ENTRIES PROVIDED:
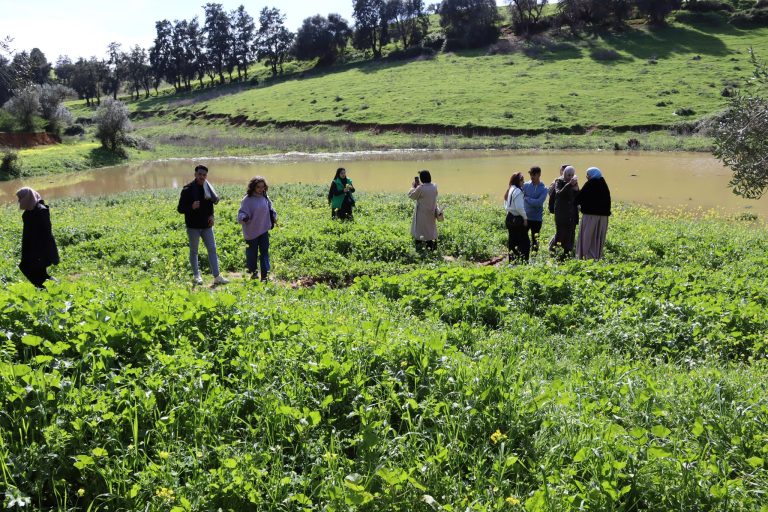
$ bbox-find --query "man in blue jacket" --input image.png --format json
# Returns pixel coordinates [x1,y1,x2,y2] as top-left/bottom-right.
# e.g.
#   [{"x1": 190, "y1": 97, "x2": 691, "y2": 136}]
[{"x1": 523, "y1": 166, "x2": 548, "y2": 252}]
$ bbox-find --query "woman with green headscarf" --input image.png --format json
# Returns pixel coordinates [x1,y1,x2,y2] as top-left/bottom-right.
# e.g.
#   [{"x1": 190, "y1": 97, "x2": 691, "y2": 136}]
[{"x1": 328, "y1": 167, "x2": 355, "y2": 220}]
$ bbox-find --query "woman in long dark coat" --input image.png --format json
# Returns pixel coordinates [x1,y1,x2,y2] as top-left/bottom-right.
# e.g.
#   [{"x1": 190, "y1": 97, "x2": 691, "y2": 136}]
[
  {"x1": 576, "y1": 167, "x2": 611, "y2": 260},
  {"x1": 16, "y1": 187, "x2": 59, "y2": 288}
]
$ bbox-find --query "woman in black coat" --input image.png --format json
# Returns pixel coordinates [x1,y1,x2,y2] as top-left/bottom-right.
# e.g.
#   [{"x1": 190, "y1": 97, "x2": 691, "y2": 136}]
[
  {"x1": 16, "y1": 187, "x2": 59, "y2": 288},
  {"x1": 576, "y1": 167, "x2": 611, "y2": 260}
]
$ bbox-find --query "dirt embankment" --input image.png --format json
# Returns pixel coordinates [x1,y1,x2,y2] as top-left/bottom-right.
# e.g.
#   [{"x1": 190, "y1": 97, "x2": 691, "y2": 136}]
[
  {"x1": 0, "y1": 132, "x2": 60, "y2": 148},
  {"x1": 132, "y1": 110, "x2": 670, "y2": 137}
]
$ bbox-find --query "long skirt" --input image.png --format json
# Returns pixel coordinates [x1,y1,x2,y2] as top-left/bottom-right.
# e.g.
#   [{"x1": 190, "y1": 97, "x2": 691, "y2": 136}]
[{"x1": 576, "y1": 214, "x2": 608, "y2": 260}]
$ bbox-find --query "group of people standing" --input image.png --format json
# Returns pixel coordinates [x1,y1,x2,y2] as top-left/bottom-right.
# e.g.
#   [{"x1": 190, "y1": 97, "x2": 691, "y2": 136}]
[
  {"x1": 504, "y1": 165, "x2": 611, "y2": 262},
  {"x1": 9, "y1": 165, "x2": 611, "y2": 287},
  {"x1": 176, "y1": 165, "x2": 277, "y2": 285}
]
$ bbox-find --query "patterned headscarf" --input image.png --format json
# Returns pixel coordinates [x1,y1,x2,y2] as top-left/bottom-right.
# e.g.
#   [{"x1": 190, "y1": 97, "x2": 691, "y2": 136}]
[
  {"x1": 587, "y1": 167, "x2": 603, "y2": 180},
  {"x1": 16, "y1": 187, "x2": 42, "y2": 210}
]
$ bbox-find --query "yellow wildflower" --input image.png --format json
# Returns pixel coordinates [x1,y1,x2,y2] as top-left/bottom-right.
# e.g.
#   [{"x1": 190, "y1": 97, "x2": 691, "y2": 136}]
[
  {"x1": 491, "y1": 429, "x2": 507, "y2": 444},
  {"x1": 155, "y1": 487, "x2": 174, "y2": 502}
]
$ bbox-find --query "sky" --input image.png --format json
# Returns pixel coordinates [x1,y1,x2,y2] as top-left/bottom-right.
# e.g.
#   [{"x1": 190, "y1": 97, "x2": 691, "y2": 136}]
[{"x1": 0, "y1": 0, "x2": 360, "y2": 63}]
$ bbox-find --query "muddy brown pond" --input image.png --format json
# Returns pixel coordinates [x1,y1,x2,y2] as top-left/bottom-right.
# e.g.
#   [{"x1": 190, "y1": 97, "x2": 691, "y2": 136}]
[{"x1": 0, "y1": 151, "x2": 768, "y2": 218}]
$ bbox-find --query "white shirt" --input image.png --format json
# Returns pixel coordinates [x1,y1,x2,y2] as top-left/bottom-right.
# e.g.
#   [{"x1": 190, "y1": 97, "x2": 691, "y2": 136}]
[{"x1": 504, "y1": 185, "x2": 528, "y2": 220}]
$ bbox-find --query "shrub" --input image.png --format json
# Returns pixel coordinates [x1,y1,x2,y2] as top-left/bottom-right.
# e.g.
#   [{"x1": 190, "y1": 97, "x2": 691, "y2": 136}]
[
  {"x1": 675, "y1": 107, "x2": 696, "y2": 116},
  {"x1": 64, "y1": 124, "x2": 85, "y2": 137},
  {"x1": 3, "y1": 87, "x2": 40, "y2": 131},
  {"x1": 123, "y1": 134, "x2": 155, "y2": 151},
  {"x1": 730, "y1": 7, "x2": 768, "y2": 27},
  {"x1": 591, "y1": 48, "x2": 622, "y2": 62},
  {"x1": 685, "y1": 0, "x2": 734, "y2": 12},
  {"x1": 93, "y1": 98, "x2": 133, "y2": 153},
  {"x1": 421, "y1": 32, "x2": 445, "y2": 51},
  {"x1": 0, "y1": 151, "x2": 21, "y2": 179},
  {"x1": 387, "y1": 46, "x2": 435, "y2": 60}
]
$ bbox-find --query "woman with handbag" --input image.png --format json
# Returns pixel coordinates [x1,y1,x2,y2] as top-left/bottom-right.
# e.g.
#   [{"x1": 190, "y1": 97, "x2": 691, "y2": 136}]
[
  {"x1": 328, "y1": 167, "x2": 355, "y2": 220},
  {"x1": 16, "y1": 187, "x2": 59, "y2": 288},
  {"x1": 504, "y1": 172, "x2": 531, "y2": 263},
  {"x1": 237, "y1": 176, "x2": 277, "y2": 281}
]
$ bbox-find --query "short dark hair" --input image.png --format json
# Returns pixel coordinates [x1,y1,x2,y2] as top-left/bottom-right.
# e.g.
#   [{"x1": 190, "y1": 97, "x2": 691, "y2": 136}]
[{"x1": 245, "y1": 176, "x2": 269, "y2": 196}]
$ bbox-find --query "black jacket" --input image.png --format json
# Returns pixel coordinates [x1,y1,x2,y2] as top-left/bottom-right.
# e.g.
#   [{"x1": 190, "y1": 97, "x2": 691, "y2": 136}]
[
  {"x1": 176, "y1": 181, "x2": 215, "y2": 229},
  {"x1": 576, "y1": 178, "x2": 611, "y2": 217},
  {"x1": 555, "y1": 178, "x2": 579, "y2": 224},
  {"x1": 21, "y1": 201, "x2": 59, "y2": 267}
]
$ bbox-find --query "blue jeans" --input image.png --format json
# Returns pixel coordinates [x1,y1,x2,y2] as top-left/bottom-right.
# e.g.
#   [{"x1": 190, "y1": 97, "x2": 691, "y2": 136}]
[
  {"x1": 245, "y1": 231, "x2": 269, "y2": 277},
  {"x1": 187, "y1": 228, "x2": 219, "y2": 277}
]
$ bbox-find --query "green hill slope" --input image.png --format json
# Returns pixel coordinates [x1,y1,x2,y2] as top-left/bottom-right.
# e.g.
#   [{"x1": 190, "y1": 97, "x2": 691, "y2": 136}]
[{"x1": 136, "y1": 14, "x2": 768, "y2": 133}]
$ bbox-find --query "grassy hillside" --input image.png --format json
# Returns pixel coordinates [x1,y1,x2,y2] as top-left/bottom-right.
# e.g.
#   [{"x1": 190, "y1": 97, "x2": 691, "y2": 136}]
[
  {"x1": 9, "y1": 12, "x2": 768, "y2": 178},
  {"x1": 0, "y1": 186, "x2": 768, "y2": 512}
]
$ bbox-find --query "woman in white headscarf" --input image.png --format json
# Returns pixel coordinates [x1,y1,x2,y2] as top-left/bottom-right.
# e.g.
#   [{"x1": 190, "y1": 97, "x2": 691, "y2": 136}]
[
  {"x1": 576, "y1": 167, "x2": 611, "y2": 260},
  {"x1": 16, "y1": 187, "x2": 59, "y2": 288}
]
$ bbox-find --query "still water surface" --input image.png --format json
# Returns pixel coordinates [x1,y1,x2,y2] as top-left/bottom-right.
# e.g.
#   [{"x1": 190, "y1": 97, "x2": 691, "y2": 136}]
[{"x1": 0, "y1": 151, "x2": 768, "y2": 218}]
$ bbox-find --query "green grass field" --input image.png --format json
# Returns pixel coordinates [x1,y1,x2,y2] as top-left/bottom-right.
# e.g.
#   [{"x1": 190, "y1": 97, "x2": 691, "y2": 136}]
[
  {"x1": 0, "y1": 185, "x2": 768, "y2": 512},
  {"x1": 7, "y1": 12, "x2": 768, "y2": 175}
]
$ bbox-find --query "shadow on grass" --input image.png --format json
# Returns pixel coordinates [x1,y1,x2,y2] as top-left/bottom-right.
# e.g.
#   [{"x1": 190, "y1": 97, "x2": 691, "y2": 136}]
[
  {"x1": 605, "y1": 26, "x2": 730, "y2": 59},
  {"x1": 86, "y1": 147, "x2": 127, "y2": 167},
  {"x1": 675, "y1": 11, "x2": 746, "y2": 36}
]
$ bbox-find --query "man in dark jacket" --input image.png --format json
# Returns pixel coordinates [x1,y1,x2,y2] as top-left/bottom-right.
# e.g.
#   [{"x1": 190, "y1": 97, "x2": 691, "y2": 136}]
[
  {"x1": 549, "y1": 165, "x2": 579, "y2": 258},
  {"x1": 176, "y1": 165, "x2": 229, "y2": 285}
]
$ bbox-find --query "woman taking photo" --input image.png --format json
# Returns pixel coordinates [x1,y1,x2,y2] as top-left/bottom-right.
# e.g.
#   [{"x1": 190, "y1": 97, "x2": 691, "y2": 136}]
[
  {"x1": 504, "y1": 172, "x2": 531, "y2": 263},
  {"x1": 16, "y1": 187, "x2": 59, "y2": 288},
  {"x1": 237, "y1": 176, "x2": 277, "y2": 281},
  {"x1": 328, "y1": 167, "x2": 355, "y2": 220},
  {"x1": 576, "y1": 167, "x2": 611, "y2": 260}
]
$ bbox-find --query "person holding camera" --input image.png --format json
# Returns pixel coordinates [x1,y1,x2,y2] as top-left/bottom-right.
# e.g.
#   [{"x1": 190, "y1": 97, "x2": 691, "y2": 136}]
[
  {"x1": 176, "y1": 165, "x2": 229, "y2": 285},
  {"x1": 328, "y1": 167, "x2": 355, "y2": 220},
  {"x1": 549, "y1": 165, "x2": 579, "y2": 259},
  {"x1": 504, "y1": 172, "x2": 531, "y2": 263},
  {"x1": 237, "y1": 176, "x2": 277, "y2": 281},
  {"x1": 408, "y1": 170, "x2": 438, "y2": 251},
  {"x1": 523, "y1": 166, "x2": 548, "y2": 253}
]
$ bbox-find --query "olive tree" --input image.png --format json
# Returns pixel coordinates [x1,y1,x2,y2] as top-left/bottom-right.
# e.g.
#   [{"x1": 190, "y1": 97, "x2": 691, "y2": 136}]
[
  {"x1": 3, "y1": 86, "x2": 40, "y2": 131},
  {"x1": 714, "y1": 49, "x2": 768, "y2": 199},
  {"x1": 93, "y1": 98, "x2": 133, "y2": 153}
]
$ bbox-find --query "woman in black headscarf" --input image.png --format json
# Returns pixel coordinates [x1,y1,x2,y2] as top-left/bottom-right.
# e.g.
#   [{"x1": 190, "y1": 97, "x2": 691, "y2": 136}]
[{"x1": 16, "y1": 187, "x2": 59, "y2": 288}]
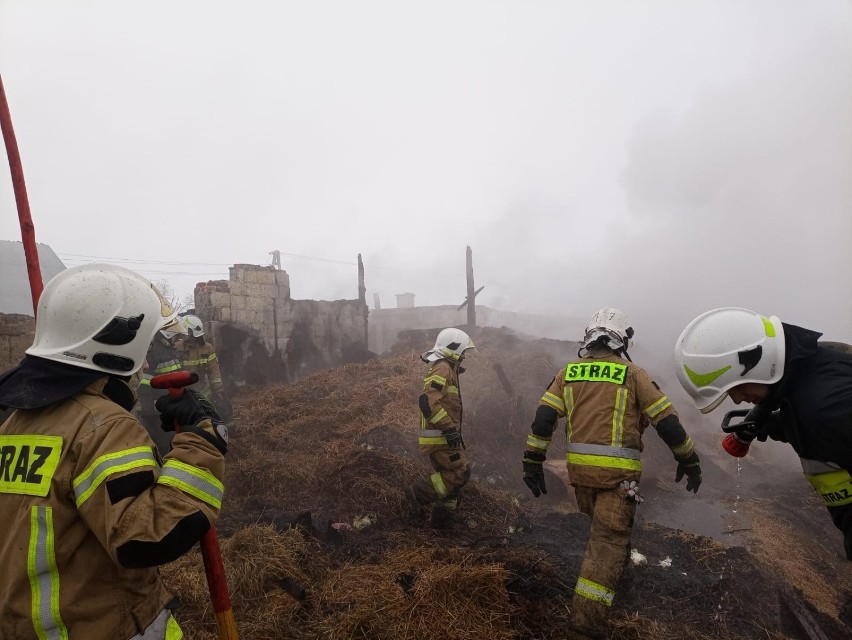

EXERCISE DETAILS: Which lines of the material above contain the word "woman"? Pick out each one and copy it in full.

RESULT BELOW:
$ bbox-find --query "woman with green headscarf" --input image.png --format json
$ bbox-find --query "woman in long dark coat" --input image.png --format json
$ bbox-find --query "woman in black coat" --input image.png --format json
$ bbox-find --query "woman with handbag" --input image.png --format json
$ bbox-find --query "woman in white headscarf" --input image.png --format json
$ bbox-find --query "woman taking photo" --input image.png --format json
$ bbox-find --query "woman in black headscarf" --input image.png --format json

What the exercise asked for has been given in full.